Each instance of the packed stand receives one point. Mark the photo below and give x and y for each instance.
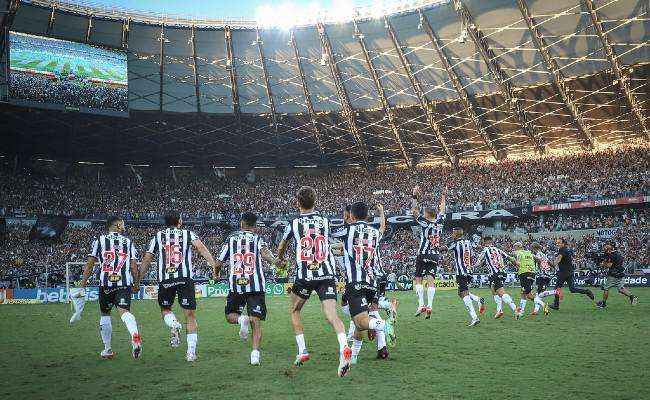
(146, 193)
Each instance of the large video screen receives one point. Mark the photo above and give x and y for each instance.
(55, 73)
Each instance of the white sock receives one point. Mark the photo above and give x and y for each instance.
(508, 300)
(497, 299)
(192, 338)
(376, 323)
(356, 347)
(538, 302)
(300, 340)
(419, 290)
(346, 310)
(381, 339)
(171, 321)
(106, 330)
(243, 321)
(351, 329)
(470, 306)
(343, 341)
(431, 292)
(385, 304)
(131, 324)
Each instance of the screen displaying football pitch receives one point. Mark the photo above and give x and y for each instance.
(56, 73)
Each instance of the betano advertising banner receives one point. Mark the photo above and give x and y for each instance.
(592, 203)
(403, 283)
(408, 220)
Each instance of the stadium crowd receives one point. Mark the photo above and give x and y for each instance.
(70, 93)
(28, 259)
(474, 186)
(145, 193)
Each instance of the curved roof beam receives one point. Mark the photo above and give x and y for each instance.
(267, 86)
(558, 76)
(390, 114)
(305, 90)
(462, 92)
(348, 112)
(500, 77)
(417, 88)
(623, 79)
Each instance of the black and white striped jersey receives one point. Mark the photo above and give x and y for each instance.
(495, 258)
(378, 265)
(360, 243)
(311, 234)
(430, 232)
(114, 252)
(462, 250)
(173, 246)
(242, 252)
(543, 265)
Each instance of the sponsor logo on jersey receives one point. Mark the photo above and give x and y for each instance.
(404, 282)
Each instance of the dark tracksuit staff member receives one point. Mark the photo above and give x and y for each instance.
(615, 275)
(564, 262)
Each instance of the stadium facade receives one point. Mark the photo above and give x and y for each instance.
(442, 82)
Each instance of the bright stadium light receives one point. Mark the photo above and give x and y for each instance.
(288, 14)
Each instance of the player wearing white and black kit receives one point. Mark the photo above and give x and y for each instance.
(495, 259)
(428, 256)
(117, 256)
(242, 253)
(462, 250)
(360, 242)
(173, 248)
(381, 277)
(543, 269)
(314, 271)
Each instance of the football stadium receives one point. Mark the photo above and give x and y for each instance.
(412, 199)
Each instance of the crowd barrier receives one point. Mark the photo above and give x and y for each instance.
(400, 283)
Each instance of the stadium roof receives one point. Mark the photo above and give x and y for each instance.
(451, 79)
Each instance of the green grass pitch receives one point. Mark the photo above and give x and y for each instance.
(577, 353)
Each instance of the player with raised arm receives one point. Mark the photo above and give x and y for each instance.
(526, 273)
(173, 246)
(360, 242)
(117, 260)
(613, 261)
(242, 253)
(428, 256)
(383, 303)
(543, 271)
(495, 258)
(314, 272)
(338, 257)
(462, 250)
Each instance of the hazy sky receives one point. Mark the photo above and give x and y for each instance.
(210, 8)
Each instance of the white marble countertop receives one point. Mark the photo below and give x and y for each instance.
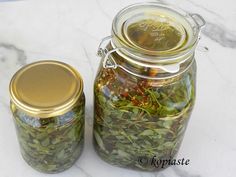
(70, 31)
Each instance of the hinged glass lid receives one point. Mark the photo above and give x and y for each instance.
(155, 29)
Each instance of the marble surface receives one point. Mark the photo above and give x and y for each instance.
(70, 31)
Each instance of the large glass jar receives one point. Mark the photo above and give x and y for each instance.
(145, 88)
(47, 102)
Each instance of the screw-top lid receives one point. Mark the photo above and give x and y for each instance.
(46, 88)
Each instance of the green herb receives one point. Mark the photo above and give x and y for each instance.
(51, 145)
(137, 118)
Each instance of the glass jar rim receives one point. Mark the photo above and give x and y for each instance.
(29, 92)
(194, 21)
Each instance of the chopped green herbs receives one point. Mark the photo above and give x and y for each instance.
(51, 145)
(137, 118)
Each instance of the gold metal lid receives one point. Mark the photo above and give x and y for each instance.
(46, 88)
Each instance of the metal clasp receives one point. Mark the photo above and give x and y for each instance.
(104, 53)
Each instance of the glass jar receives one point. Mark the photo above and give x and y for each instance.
(47, 102)
(145, 88)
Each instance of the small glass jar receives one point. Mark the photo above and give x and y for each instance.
(47, 102)
(145, 88)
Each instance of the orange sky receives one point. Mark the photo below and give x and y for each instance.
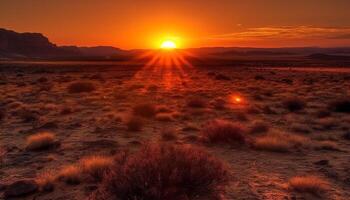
(194, 23)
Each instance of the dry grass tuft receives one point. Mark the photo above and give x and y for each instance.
(294, 104)
(145, 110)
(134, 123)
(159, 171)
(222, 131)
(309, 184)
(46, 181)
(96, 166)
(80, 87)
(41, 141)
(71, 174)
(278, 142)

************

Write out every item above word for word, and leave the pictures out of your copy.

## RIGHT ANSWER
Each instance of the packed stand receives one point. Mark the photo below and give x and y for each instance.
(146, 193)
Each instance of the large video screen receives one point. Mark the photo above and give x and y for each instance.
(55, 73)
Each instance of the white sock receives one point. Mark the photo above and give x and y for each instance.
(508, 300)
(497, 299)
(192, 338)
(376, 323)
(356, 347)
(538, 302)
(300, 340)
(419, 290)
(346, 310)
(381, 339)
(171, 321)
(106, 330)
(243, 321)
(351, 329)
(470, 306)
(343, 341)
(431, 292)
(385, 304)
(131, 324)
Each instance of the screen displaying football pitch receives one point. Mark the photo above and give x and y for each instance.
(56, 73)
Each instance of the betano advertising banner receives one point. Mark the photo above and give x and y for each instance.
(592, 203)
(403, 283)
(408, 220)
Each instance of the stadium crowd receives one point. Mark the photo above and give x and y for each instance.
(70, 93)
(28, 259)
(474, 186)
(145, 193)
Each instance of the curved roof beam receives one point. Mark the photo above and give x and y for each instance.
(267, 86)
(558, 76)
(390, 114)
(305, 90)
(462, 92)
(348, 112)
(500, 77)
(417, 88)
(623, 79)
Each instance of the black and white striped jersey receives one point. Mark the photo above and give x and y for each instance.
(495, 258)
(378, 265)
(360, 243)
(311, 234)
(430, 232)
(114, 252)
(462, 250)
(173, 246)
(242, 252)
(543, 265)
Each instance of the sponsor logo on jersey receives one point. Mark the photo above and give x and y for each instance.
(404, 282)
Each instance of the dark tracksuit staff member receives one point. Mark the photo above and give x and y for each instance.
(615, 275)
(564, 262)
Each instance of the stadium facade receives one point. Mark the photo above and give x and y for each instance.
(442, 82)
Each instance of the bright stadium light receives one point. Mark the photo above and give x and y for each instance.
(288, 14)
Each instance of the player wearing white and black kit receives one point. Mark the photo above and give x and y for each instance.
(495, 259)
(428, 256)
(117, 256)
(242, 253)
(462, 250)
(360, 242)
(173, 248)
(381, 277)
(543, 269)
(314, 271)
Each instance of the football stadium receives one point. Mark the photo above and give x and y for each instance.
(412, 199)
Each instance of the crowd barrier receives one point. Mark the photo above and give x and y for each instance.
(400, 283)
Each instance of the stadium roof receives one point. Mark the photo above and give x and y for each instance.
(451, 79)
Each instance of the green grass pitch receives one point. Mark the photo above and give x and y for each instance.
(577, 353)
Each instance of the player with raised arm receives one point. Mark the photo above and give x and y for each instance.
(526, 273)
(173, 246)
(360, 242)
(117, 260)
(613, 261)
(242, 253)
(428, 256)
(383, 303)
(543, 271)
(495, 258)
(314, 272)
(338, 257)
(462, 250)
Each instance of the hazy sky receives one point. Mark the photo above and give x and y for each instance.
(210, 8)
Each instance of the white marble countertop receives one point. Mark the photo below and give x and y for each instance.
(70, 31)
Each instance of the hinged glass lid receives one point. Mark the photo above and give x and y for each instance.
(155, 29)
Each instance of the marble surface receives one point. Mark the photo above and give x and y for each instance.
(70, 31)
Each instance of the large glass jar receives one point. Mark the photo above and give x and y for each instance.
(145, 88)
(47, 102)
Each instance of the screw-top lid receives one point. Mark the photo above and give x and y for each instance.
(46, 88)
Each instance of the green herb receives one point. Mark the photo above and give x and y for each instance.
(51, 145)
(137, 118)
Each instance of the glass jar rim receives one point. Mark the photo above and give x and y for each instance.
(29, 92)
(194, 21)
Each instance of the chopped green herbs receives one point. Mark the photo above and give x and y for each instance.
(51, 145)
(137, 118)
Each instance of the gold metal lid receives one point. Mark the photo above and give x and y for each instance.
(46, 88)
Each instance of the metal clasp receives one point. Mark the photo above and give x and y for each instance.
(104, 53)
Each instance of the glass jar receives one point. Mark the photo above and give x and y for each instance.
(47, 102)
(145, 88)
Each instance of the small glass jar receives one point. Mark the photo above and give x and y for each instance.
(47, 102)
(145, 88)
Each instance of the orange sky receives one point. Mark the photo below and give x and y for each instance.
(194, 23)
Each instance of the dry grass tuft receives one point. Mark the photo above and give x and y for each instance.
(294, 104)
(145, 110)
(134, 123)
(159, 171)
(222, 131)
(309, 184)
(46, 181)
(96, 166)
(80, 87)
(41, 141)
(71, 174)
(278, 142)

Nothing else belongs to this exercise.